======== RECORDS FOR THIS EXERCISE

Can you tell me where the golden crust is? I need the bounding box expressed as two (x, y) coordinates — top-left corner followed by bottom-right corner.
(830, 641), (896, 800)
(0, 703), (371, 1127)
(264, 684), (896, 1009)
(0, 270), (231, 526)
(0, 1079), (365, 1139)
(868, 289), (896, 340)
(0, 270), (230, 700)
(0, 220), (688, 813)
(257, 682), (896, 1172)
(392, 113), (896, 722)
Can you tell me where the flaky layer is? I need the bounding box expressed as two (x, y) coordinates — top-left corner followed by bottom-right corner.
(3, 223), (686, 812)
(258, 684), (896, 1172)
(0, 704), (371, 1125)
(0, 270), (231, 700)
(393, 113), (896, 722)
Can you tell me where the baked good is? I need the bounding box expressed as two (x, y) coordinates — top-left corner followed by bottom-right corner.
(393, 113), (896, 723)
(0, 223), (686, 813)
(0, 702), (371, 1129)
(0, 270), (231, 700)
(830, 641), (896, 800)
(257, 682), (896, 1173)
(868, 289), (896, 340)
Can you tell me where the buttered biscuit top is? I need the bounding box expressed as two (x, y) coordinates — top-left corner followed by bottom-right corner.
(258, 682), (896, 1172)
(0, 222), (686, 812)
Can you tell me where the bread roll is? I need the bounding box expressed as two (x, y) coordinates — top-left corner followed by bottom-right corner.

================

WHAT THE TASK REQUIRES
Reproduce all of the lines above verbatim, keeping every character and the original order.

THE OUTPUT
Can you tell me where the golden crust is? I need the bounding box expressed as two (x, y) coordinates — top-left corner followed by bottom-right corner.
(830, 641), (896, 800)
(0, 703), (371, 1127)
(264, 684), (896, 1009)
(0, 270), (231, 526)
(0, 1079), (365, 1139)
(868, 289), (896, 340)
(0, 270), (230, 700)
(0, 220), (688, 813)
(257, 682), (896, 1172)
(392, 113), (896, 722)
Can you tell me where the flaky layer is? I need the bounding box expressed as two (x, y) coordinates — top-left corner followed by bottom-right corner.
(3, 223), (686, 812)
(258, 684), (896, 1172)
(0, 704), (371, 1125)
(0, 270), (231, 700)
(393, 113), (896, 722)
Can you tell me where the baked good is? I need the bounding box expressed as two (x, y) coordinates — top-left corner followed by bottom-right corner.
(393, 113), (896, 723)
(0, 223), (686, 813)
(0, 702), (371, 1129)
(0, 270), (231, 700)
(830, 641), (896, 800)
(257, 682), (896, 1173)
(868, 289), (896, 340)
Can you tell me where the buttered biscuit top is? I need the bounding box expressed as two (x, y) coordinates — top-left corner followed by bottom-right corner.
(258, 682), (896, 1172)
(0, 222), (686, 812)
Can you tell me where the bread roll is? I need the bounding box expressed as two (x, y) coordinates — top-left corner followed by bottom-right corner.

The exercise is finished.